DATA RECORDS >>

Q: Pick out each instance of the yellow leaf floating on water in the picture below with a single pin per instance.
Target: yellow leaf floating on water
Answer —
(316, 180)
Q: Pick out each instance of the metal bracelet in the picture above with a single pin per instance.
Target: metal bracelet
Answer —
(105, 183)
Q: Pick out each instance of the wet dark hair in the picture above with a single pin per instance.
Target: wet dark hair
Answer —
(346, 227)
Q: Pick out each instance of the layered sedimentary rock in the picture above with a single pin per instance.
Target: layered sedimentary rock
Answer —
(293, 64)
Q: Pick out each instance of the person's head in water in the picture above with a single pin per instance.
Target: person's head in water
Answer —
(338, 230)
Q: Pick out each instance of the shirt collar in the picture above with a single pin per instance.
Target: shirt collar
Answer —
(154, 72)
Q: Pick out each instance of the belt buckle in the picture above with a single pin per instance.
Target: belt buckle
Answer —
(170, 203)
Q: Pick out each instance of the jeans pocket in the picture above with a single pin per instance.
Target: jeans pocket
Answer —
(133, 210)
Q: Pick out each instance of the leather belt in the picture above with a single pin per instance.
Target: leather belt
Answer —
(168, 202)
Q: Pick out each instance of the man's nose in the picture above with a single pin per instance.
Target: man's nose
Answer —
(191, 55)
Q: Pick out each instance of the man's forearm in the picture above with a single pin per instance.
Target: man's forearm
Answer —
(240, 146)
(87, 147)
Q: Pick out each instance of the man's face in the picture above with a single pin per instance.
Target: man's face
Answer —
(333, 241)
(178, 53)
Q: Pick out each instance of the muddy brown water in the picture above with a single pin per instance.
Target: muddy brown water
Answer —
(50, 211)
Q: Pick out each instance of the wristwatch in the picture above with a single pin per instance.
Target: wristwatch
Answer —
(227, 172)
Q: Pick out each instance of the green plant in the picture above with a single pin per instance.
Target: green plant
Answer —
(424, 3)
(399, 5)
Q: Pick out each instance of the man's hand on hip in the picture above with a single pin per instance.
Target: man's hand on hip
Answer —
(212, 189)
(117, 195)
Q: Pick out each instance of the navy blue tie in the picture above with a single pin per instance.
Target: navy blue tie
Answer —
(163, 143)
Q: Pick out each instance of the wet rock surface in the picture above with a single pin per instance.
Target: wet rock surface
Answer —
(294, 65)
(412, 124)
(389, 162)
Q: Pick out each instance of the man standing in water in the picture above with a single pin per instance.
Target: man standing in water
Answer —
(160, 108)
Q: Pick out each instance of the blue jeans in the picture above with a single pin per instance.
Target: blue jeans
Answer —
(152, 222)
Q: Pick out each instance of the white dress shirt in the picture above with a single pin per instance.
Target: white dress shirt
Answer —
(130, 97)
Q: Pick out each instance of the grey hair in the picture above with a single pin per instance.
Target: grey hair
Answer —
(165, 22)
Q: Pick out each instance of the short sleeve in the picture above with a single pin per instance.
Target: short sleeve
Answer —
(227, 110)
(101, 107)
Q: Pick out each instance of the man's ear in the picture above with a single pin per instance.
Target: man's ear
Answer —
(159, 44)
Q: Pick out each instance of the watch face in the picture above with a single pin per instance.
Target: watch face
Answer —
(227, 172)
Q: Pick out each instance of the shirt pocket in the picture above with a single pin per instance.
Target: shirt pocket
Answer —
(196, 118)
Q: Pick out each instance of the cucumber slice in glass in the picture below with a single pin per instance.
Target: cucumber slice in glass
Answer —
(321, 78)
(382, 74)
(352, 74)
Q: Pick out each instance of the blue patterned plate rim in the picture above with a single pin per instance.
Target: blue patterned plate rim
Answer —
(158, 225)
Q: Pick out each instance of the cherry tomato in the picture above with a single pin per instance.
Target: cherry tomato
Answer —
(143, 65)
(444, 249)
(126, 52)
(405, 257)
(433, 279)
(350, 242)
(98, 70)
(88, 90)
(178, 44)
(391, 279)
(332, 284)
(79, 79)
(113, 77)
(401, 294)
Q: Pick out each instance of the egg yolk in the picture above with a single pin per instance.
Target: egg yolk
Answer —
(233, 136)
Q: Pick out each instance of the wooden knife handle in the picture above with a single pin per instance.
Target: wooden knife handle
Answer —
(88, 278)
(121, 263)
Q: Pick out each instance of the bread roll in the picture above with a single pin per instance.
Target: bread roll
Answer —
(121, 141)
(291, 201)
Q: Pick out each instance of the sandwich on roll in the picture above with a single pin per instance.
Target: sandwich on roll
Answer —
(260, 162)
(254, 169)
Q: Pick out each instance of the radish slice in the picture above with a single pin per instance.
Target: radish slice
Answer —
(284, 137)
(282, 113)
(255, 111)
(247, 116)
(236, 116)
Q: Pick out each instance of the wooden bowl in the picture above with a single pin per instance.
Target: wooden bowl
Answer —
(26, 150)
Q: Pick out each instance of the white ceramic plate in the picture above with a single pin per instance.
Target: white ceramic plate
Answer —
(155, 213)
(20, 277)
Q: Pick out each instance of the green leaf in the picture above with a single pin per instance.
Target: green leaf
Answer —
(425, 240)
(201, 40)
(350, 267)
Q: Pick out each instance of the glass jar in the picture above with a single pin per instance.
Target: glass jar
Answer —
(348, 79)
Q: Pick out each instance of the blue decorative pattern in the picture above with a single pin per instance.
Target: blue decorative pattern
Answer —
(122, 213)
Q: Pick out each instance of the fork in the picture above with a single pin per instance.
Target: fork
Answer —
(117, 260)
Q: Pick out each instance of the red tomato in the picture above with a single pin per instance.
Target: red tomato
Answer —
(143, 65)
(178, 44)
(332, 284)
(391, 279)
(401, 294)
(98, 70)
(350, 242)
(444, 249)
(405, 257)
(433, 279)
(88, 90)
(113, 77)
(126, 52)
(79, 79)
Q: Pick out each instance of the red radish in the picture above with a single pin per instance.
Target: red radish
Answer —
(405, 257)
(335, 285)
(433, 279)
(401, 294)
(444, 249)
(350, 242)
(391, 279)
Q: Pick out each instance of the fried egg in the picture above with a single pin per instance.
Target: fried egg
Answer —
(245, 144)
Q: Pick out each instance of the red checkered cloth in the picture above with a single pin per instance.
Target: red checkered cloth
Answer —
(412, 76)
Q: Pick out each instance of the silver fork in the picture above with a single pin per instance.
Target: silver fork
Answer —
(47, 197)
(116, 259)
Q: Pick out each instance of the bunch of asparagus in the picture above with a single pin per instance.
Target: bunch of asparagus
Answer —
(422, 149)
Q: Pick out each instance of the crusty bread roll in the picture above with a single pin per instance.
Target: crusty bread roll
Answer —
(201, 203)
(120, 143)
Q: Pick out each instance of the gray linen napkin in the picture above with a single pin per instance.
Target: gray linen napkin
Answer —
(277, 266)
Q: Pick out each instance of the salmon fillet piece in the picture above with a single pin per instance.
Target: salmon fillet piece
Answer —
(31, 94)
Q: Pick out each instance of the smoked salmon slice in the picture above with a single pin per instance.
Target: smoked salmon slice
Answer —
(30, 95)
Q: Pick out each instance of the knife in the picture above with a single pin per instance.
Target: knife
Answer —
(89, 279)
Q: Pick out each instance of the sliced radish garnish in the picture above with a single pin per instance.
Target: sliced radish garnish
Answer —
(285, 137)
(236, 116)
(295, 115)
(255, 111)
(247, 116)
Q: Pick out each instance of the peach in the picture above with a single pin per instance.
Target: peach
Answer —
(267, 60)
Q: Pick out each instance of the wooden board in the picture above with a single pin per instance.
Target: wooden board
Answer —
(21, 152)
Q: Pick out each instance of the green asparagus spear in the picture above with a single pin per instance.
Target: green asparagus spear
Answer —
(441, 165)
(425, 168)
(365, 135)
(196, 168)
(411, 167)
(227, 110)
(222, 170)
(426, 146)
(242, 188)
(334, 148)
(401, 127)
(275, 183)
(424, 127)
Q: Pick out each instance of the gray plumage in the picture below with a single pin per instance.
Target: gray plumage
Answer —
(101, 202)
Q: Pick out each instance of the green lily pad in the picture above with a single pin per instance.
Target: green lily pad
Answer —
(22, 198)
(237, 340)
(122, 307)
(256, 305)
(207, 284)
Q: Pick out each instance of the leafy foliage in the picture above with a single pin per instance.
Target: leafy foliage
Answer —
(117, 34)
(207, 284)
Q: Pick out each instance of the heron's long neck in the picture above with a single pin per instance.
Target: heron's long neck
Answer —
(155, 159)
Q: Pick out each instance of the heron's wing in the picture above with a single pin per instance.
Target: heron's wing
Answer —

AIM OF THE EXERCISE >> Copy the lines of the data above exactly as written, beginning with the line containing "Target: glass jar" and ending with the line containing "Target: sliced radish garnish", and leave out all other lines.

EXERCISE OUTPUT >>
Target: glass jar
Answer —
(348, 79)
Q: Pick out each instance of the blue decorative pattern in the picture above with a single pin per instance.
Target: blue decorative pattern
Answer —
(122, 213)
Q: Pick out each instance of the fork in the picture above with a single pin per instance.
Target: fork
Answer —
(117, 260)
Q: Pick out each instance of the red tomato in the picture above with a single pin per instance.
Target: red tomato
Answer —
(143, 65)
(178, 44)
(332, 284)
(391, 279)
(401, 294)
(98, 70)
(350, 242)
(444, 249)
(405, 257)
(433, 279)
(88, 90)
(113, 77)
(126, 52)
(79, 79)
Q: Pick out each instance of the red radish in the picture above with a single pin per instance.
Target: red radish
Answer —
(405, 257)
(335, 285)
(433, 279)
(401, 294)
(444, 249)
(350, 242)
(391, 279)
Q: Pick out each instance of the fried egg in the picture above with a single pin per instance.
Target: fried egg
Answer —
(245, 144)
Q: Pick out each instance of the red checkered cloth in the picture above with a single pin per instance.
Target: red checkered cloth
Answer —
(412, 76)
Q: Pick out each instance of the silver fork in the picture above with a single pin per instance.
Target: silver fork
Answer —
(47, 197)
(116, 259)
Q: Pick out each instance of the bunch of asparagus in the picture above with a single pin per instance.
Target: bunch of asparagus
Answer —
(422, 149)
Q: Pick out each instance of the crusty bread roll in the picture above with a single pin per instance.
Target: crusty bread roll
Answer —
(201, 203)
(120, 143)
Q: Pick out each instance of the gray linen napkin in the picture above with a single pin per instance.
Target: gray linen napkin
Answer —
(277, 266)
Q: Pick out each instance of the salmon fillet piece in the picture above with a single pin per instance.
Target: salmon fillet piece
Answer —
(31, 94)
Q: Pick out each instance of the smoked salmon slice in the picture above with a single pin per instance.
Target: smoked salmon slice
Answer —
(30, 95)
Q: Pick out each instance of the knife in the picture above with a single pin per instance.
Target: knife
Answer —
(89, 279)
Q: Pick out each instance of the sliced radish garnish in the picture above with a single pin per instance.
Target: sliced radish garnish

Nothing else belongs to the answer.